5.1 Bestemmingsomschrijving
De voor 'Wonen' aangewezen gronden zijn bestemd voor (gebouwen ten behoeve van):
-
a. woonhuizen, waaronder woongebouwen ten behoeve van kamerverhuur/kamerbewoning, al dan niet in combinatie met ruimte voor een aan-huis-verbonden-beroep;
-
b. uitsluitend ter plaatse van de aanduiding 'bedrijf tot en met categorie I' voor woonhuizen, al dan niet in combinatie met categorie I bedrijfsactiviteiten zoals opgenomen in de Staat van bedrijfsactiviteiten in bijlage I;
-
c. uitsluitend ter plaatse van de aanduiding 'zorgwoning' voor zorgwoningen met de daarbij benodigde ondersteunende voorzieningen;
-
d. ter plaatse van de aanduiding 'verkeer' zijn voet- en fietspaden toegestaan
-
e. aan-/uitbouwen en bijgebouwen;
met tevens ondergeschikt:
-
f. tuinen, erven en terreinen;
-
g. woonstraten;
-
h. verhardingen;
-
i. overpaden en inritten ten behoeve van aanliggende bestemmingen;
-
j. voorzieningen ten behoeve van afvoer, tijdelijke berging en infiltratie van hemelwater;
-
k. nutsvoorzieningen;
met de daarbij behorende:
-
l. bouwwerken, geen gebouwen zijnde.
5.2 Bouwregels
5.2.1 Algemeen
Uitsluitend zijn toegestaan gebouwen en bouwwerken, geen gebouwen zijnde, die ten dienste staan van deze bestemming.

= = =

Opdracht
Ga verder met de regels voor de bestemming 'Wonen', na de laatste zin. De gegevens spelen hierbij geen rol.

Gegevens

= = =

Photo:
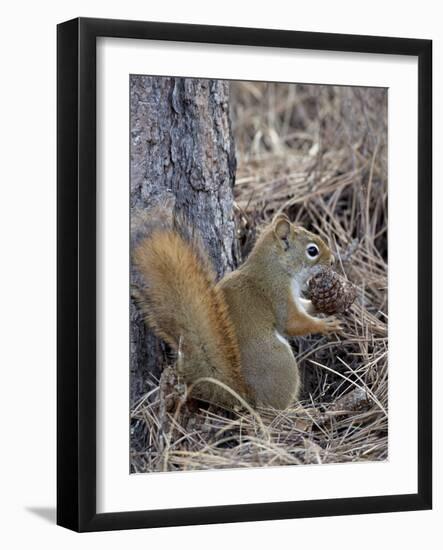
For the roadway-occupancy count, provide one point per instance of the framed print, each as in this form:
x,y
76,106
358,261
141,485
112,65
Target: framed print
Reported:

= = =

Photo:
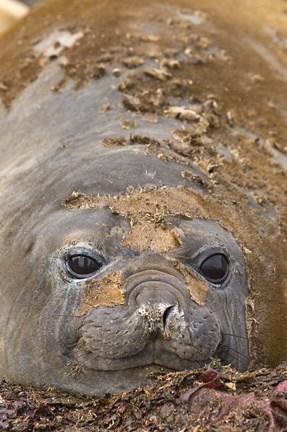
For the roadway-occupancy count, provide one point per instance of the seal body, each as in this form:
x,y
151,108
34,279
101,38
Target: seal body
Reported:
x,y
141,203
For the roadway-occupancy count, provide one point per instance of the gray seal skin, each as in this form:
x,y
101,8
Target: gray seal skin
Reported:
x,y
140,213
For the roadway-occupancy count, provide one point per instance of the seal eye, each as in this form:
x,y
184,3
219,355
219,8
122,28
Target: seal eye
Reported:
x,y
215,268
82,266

= = =

Antwoord
5.2.2 Hoofdgebouwen
Voor het bouwen van hoofdgebouwen gelden de volgende regels:
-
a. als hoofdgebouw mogen uitsluitend woonhuizen en zorgwoningen worden gebouwd;
-
b. een hoofdgebouw mag uitsluitend binnen een bouwvlak worden gebouwd;
-
c. de voorgevel van nieuw te bouwen woonhuizen, met uitzondering van gestapelde woonhuizen, dient in de aan de straat gelegen bouwgrens , danwel maximaal 3 meter daarachter, te worden gebouwd;
-
d. de maximale diepte van een hoofdgebouw bij geschakelde, aaneengebouwde of halfvrijstaande woningen bedraagt 12 meter en bij vrijstaande woningen 14 meter;
-
e. de afstand van een hoofdgebouw tot de zijdelingse perceelsgrens dient minimaal 2 meter te bedragen tenzij bij bouwgrens anders is bepaald en met uitzondering van:
-
1. woningen geschakeld via aan-/uitbouwen en bijgebouwen;
-
2. woningen deel uitmakende van blokken van twee of meer woningen , in welke gevallen de gemeenschappelijke tussenmuur op de zijdelingse perceelsgrens mag worden gebouwd;
-
f. de bouwhoogte ter plaatse van de aanduiding 'maximale bouwhoogte', mag niet worden overschreden;
-
g. in afwijking van het bepaalde onder f mag, uitsluitend bij de bouw van zorgwoningen, de 'maximale bouwhoogte' ter plaatse van de aanduiding 'specifieke bouwaanduiding - 1' maximaal 14 meter bedragen;
-
h. in afwijking van het bepaalde onder b mogen erkers, balkons, luifels, dakoverstekken en vaste zonweringen tevens binnen het bestemmingsvlak, buiten het bouwvlak aan een gevel van de woning worden gebouwd met een maximale bouwdiepte van 1,5 meter.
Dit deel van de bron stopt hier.